▶ DATASET RECORDS
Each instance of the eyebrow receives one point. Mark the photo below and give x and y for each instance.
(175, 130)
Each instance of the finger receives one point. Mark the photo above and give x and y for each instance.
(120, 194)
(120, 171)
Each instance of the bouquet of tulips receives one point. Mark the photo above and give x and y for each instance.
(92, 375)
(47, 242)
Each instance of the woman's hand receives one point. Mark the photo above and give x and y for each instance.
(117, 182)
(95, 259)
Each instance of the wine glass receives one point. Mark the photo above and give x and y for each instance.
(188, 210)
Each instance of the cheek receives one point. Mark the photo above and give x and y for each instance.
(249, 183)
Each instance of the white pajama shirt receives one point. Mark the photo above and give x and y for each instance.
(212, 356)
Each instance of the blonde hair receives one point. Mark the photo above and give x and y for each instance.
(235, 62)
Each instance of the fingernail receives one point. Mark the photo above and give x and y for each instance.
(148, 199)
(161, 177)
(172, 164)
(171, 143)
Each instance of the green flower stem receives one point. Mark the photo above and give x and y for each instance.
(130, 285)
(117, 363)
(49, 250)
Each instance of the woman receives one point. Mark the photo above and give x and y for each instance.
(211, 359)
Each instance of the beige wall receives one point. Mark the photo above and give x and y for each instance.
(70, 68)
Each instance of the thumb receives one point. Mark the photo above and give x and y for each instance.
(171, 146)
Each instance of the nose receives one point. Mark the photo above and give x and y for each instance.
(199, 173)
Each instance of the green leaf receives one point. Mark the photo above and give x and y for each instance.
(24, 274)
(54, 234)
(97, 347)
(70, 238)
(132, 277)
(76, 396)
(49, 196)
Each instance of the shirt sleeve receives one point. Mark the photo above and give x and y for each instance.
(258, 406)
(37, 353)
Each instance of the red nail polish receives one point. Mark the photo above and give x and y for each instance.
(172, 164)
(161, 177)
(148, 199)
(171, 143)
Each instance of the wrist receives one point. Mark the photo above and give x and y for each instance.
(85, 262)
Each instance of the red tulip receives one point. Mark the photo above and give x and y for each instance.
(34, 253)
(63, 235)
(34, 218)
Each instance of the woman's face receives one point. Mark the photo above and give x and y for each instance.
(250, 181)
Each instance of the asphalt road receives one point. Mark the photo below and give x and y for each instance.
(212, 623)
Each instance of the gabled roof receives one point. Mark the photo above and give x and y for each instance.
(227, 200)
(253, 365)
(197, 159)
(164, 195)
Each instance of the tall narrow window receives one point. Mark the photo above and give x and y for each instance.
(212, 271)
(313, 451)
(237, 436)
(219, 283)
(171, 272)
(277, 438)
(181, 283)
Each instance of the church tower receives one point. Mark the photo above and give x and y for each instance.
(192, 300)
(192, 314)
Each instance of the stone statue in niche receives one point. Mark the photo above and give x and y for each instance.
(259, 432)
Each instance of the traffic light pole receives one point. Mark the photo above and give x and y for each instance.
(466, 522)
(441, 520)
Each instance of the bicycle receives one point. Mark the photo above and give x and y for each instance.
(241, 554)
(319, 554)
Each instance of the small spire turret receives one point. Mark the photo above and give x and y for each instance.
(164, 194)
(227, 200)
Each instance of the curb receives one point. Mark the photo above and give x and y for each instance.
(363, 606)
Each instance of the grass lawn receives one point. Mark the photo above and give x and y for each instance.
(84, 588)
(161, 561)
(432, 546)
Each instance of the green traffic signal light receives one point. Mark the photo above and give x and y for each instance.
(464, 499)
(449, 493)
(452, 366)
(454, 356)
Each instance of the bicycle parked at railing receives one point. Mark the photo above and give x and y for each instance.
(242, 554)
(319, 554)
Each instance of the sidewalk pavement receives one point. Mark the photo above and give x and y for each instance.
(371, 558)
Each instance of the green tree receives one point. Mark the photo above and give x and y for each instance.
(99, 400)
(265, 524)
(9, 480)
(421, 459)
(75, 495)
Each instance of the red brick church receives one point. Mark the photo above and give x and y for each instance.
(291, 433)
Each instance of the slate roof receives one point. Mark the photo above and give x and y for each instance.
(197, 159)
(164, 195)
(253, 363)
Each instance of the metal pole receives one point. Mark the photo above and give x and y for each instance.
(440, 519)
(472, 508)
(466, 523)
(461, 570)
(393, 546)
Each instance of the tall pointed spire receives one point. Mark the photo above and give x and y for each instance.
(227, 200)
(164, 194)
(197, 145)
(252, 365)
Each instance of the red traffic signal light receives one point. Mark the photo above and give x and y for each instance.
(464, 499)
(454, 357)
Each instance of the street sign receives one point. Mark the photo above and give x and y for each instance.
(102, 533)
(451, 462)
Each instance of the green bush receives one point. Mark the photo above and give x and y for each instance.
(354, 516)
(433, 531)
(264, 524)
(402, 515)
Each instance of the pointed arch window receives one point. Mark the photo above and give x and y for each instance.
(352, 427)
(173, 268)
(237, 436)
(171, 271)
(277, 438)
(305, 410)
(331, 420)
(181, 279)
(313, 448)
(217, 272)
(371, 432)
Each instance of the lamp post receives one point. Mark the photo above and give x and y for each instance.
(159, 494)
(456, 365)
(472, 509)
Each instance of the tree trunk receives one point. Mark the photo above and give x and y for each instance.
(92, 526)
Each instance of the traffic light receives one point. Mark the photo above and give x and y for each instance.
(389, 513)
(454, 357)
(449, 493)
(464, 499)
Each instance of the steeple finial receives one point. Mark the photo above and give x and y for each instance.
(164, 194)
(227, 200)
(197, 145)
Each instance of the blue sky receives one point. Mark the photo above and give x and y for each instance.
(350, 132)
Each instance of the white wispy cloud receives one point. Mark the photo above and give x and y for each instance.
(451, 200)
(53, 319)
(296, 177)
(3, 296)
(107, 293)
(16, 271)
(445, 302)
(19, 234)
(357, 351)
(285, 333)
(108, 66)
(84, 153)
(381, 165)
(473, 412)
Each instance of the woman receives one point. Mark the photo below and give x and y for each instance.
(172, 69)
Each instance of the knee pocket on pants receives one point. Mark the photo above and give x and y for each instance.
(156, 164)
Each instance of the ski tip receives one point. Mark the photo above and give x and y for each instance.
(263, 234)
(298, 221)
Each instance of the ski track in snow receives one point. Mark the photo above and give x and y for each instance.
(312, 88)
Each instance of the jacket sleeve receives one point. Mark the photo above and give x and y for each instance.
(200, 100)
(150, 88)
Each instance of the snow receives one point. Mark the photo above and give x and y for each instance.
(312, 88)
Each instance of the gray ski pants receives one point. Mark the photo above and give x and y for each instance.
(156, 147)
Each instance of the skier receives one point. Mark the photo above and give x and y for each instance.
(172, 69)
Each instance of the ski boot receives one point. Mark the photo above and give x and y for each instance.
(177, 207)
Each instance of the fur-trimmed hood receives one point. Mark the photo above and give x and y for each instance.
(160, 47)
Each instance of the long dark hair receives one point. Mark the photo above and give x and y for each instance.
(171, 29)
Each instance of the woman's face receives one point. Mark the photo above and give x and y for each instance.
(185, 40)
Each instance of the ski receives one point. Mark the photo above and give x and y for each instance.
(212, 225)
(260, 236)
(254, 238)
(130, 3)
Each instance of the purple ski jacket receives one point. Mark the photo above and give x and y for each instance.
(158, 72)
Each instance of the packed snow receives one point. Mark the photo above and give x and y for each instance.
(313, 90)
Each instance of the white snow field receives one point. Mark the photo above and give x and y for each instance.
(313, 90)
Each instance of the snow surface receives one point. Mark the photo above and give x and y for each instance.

▶ WORK TO BE COMPLETED
Print the whole listing above exactly, please.

▶ EXERCISE SOLUTION
Each instance of the eyebrow receives one point. Mark the photo below and give x and y for each instance.
(175, 130)
Each instance of the finger receives one point. Mark the photo above and give x and y for each instance.
(120, 194)
(120, 171)
Each instance of the bouquet of tulips receives one point. Mark the photo above and give x and y for each instance.
(92, 375)
(47, 242)
Each instance of the woman's hand receives one point. Mark the photo above and give x and y for each instance.
(117, 182)
(95, 259)
Each instance of the wine glass receives one point. Mark the photo above and give x and y for each instance.
(188, 210)
Each instance of the cheek receives one point. Mark the photo above and give x and y for each instance.
(249, 183)
Each instance of the white pajama shirt receives one point. Mark the photo above and give x and y for each instance.
(212, 356)
Each instance of the blonde hair receives one point. Mark the photo above and give x and y for each instance.
(235, 62)
Each instance of the fingernail receives one point. Mark the photo above and give x and y for each instance.
(148, 199)
(161, 177)
(172, 164)
(171, 143)
Each instance of the green flower stem receives one point. Mark the photo above and give x and y for each instance.
(130, 285)
(117, 363)
(49, 250)
Each instance of the woman receives one point. Mark the photo above and give x and y for each instance.
(211, 359)
Each instance of the beige wall receives one point. Mark the photo above and give x and y for each instance.
(70, 68)
Each instance of the thumb receives one point. Mark the photo above and give x and y for each instance.
(171, 146)
Each instance of the nose receives one point. Mark the photo above and give x and y for each instance.
(199, 173)
Each instance of the green leaf receives one point. Mark the photo above and give x and y for each instance.
(24, 274)
(54, 234)
(97, 347)
(70, 238)
(132, 277)
(76, 396)
(49, 196)
Each instance of the shirt sleeve receives one point. Mark the photo above and give x and y for each instance.
(258, 406)
(37, 353)
Each instance of the red nail polish receives one point. Mark the photo above and give x and y for each instance.
(172, 164)
(161, 177)
(148, 199)
(171, 143)
Each instance of the wrist receives one point. Mark the photo above and give x and y for each instance.
(85, 262)
Each instance of the red tulip receives one point. Mark the photo above and give x and y for each instance.
(34, 253)
(63, 235)
(34, 218)
Each instance of the woman's face receives one point. Mark the photo above and give x and y for each instance.
(250, 181)
Each instance of the asphalt road receives one point. Mark the photo below and give x and y for each instance.
(212, 623)
Each instance of the gabled roof receives one point. Mark the photo above and give x and y for each instance.
(227, 200)
(253, 365)
(197, 159)
(164, 195)
Each instance of the tall narrow window receives one point. Mark the photo above and give x and y for each instance.
(212, 271)
(313, 451)
(237, 436)
(219, 283)
(171, 272)
(277, 438)
(181, 283)
Each instance of the church tower receives one point. Mark the photo above and give x and y for each instance.
(192, 300)
(192, 314)
Each instance of the stone statue in niche receives one point. Mark the photo above and give x and y for each instance.
(259, 432)
Each instance of the traffic light pole receives one point. Mark the photo above and give x and y for each instance.
(466, 522)
(441, 520)
Each instance of the bicycle receives one point. Mark the photo above and give x and y for each instance.
(241, 554)
(319, 554)
Each instance of the small spire turret receives one point. Mark the photo above and give x and y for each instance.
(164, 194)
(227, 200)
Each instance of the curb receives one point. Mark the photo above and give x and y for each instance.
(363, 606)
Each instance of the grass lawn receives one point. Mark the photo above and give x and y for each instance.
(84, 588)
(161, 561)
(432, 546)
Each instance of the green traffic signal light receives one point. Mark the photo above and give x and y for each instance.
(464, 499)
(449, 493)
(452, 366)
(454, 356)
Each instance of the bicycle parked at railing receives one point. Mark the photo above and give x and y for each instance.
(242, 554)
(319, 554)
Each instance of the sidewalk pavement receives one point. Mark the photo above and give x and y for each instance.
(371, 558)
Each instance of the green tree receives one point. Mark the photo above and give x and y for each instance.
(99, 400)
(265, 524)
(9, 480)
(421, 459)
(75, 495)
Each instance of the red brick church receives one point. Mark the photo above and give x and y for each instance.
(291, 433)
Each instance of the slate roof receives one point. Mark the photo above and give x and y for each instance.
(197, 159)
(164, 195)
(253, 363)
Each instance of the metal pole receives one point. Mark the photo above and give x and y for each instance.
(440, 519)
(472, 508)
(466, 523)
(461, 570)
(393, 546)
Each instance of the tall pointed spire receives one point. Mark the photo above and give x and y for each instance.
(227, 200)
(164, 194)
(197, 145)
(252, 365)
Each instance of the red traffic signal light receives one point. Mark the photo above and give x and y for each instance.
(464, 499)
(454, 357)
Each instance of the street sign receives one point. Mark the photo above and give x and y for each instance.
(102, 533)
(451, 462)
Each instance of the green bush receives one point. Mark the photo above and give x and y for each instance.
(354, 516)
(433, 531)
(264, 524)
(402, 515)
Each instance of the pointed arch window receives one point. Mark the photo above and give x and y for each instance.
(352, 427)
(173, 268)
(237, 436)
(171, 271)
(277, 438)
(305, 410)
(331, 420)
(181, 279)
(313, 448)
(217, 272)
(371, 432)
Each instance of the lamp post receives one point. Mark the photo above and give x and y for each instance.
(159, 494)
(456, 365)
(472, 509)
Each instance of the tree trunk receives one point. Mark the photo above and give x and y for each instance.
(92, 526)
Each instance of the traffic light receives one point. Mark the photo above and give x and y for each instance.
(389, 513)
(454, 357)
(449, 493)
(464, 499)
Each instance of the steeple finial receives one point. Mark the photo above and give x and y for each instance.
(164, 194)
(227, 200)
(197, 145)
Each instance of the blue sky receives one point. Mark the photo above and give x and y for each instance.
(350, 132)
Each instance of the white wispy cloud receives one point. Mark the photo above and give x and y for each instance.
(451, 200)
(53, 319)
(296, 177)
(3, 296)
(107, 293)
(16, 271)
(445, 302)
(19, 234)
(357, 351)
(285, 333)
(108, 66)
(84, 153)
(381, 165)
(473, 412)
Each instance of the woman receives one point. Mark the photo below and give x and y for each instance.
(172, 69)
Each instance of the knee pocket on pants receives one point. Mark the photo above and give x and y for each instance.
(156, 164)
Each instance of the ski tip receives one point. Mark the photo above and give x and y for each instance.
(263, 234)
(298, 221)
Each instance of the ski track in snow receives one point. Mark the photo above and give x and y for each instance.
(312, 88)
Each instance of the jacket sleeve receives one point. Mark the photo above and give x and y for each instance.
(200, 100)
(150, 88)
Each instance of the snow receives one point. Mark the photo above and give x and y for each instance.
(312, 88)
Each instance of the gray ski pants receives one point. Mark the photo above and give x and y for each instance.
(156, 147)
Each instance of the skier receives one point. Mark the photo above and give x and y for each instance.
(172, 69)
Each instance of the ski boot receives one point. Mark the photo above and give x and y for each instance.
(177, 207)
Each instance of the fur-trimmed hood receives one point. Mark the photo above and give x and y for each instance.
(160, 47)
Each instance of the long dark hair receives one point. Mark the photo above and give x and y for each instance.
(171, 29)
Each instance of the woman's face receives one point. Mark the photo above and give x and y for each instance.
(185, 40)
Each instance of the ski receives one point. Mark the photo above and give x and y for each instance.
(212, 225)
(260, 236)
(254, 238)
(130, 3)
Each instance of the purple ski jacket receives one point. Mark the photo above and give x and y for each instance.
(158, 72)
Each instance of the packed snow receives one point. Mark the photo above and give x and y for each instance.
(313, 90)
Each instance of the white snow field receives one point. Mark the photo above and give x and y for each instance.
(313, 90)
Each instance of the snow surface receives one point. Mark the photo above and give x and y for each instance.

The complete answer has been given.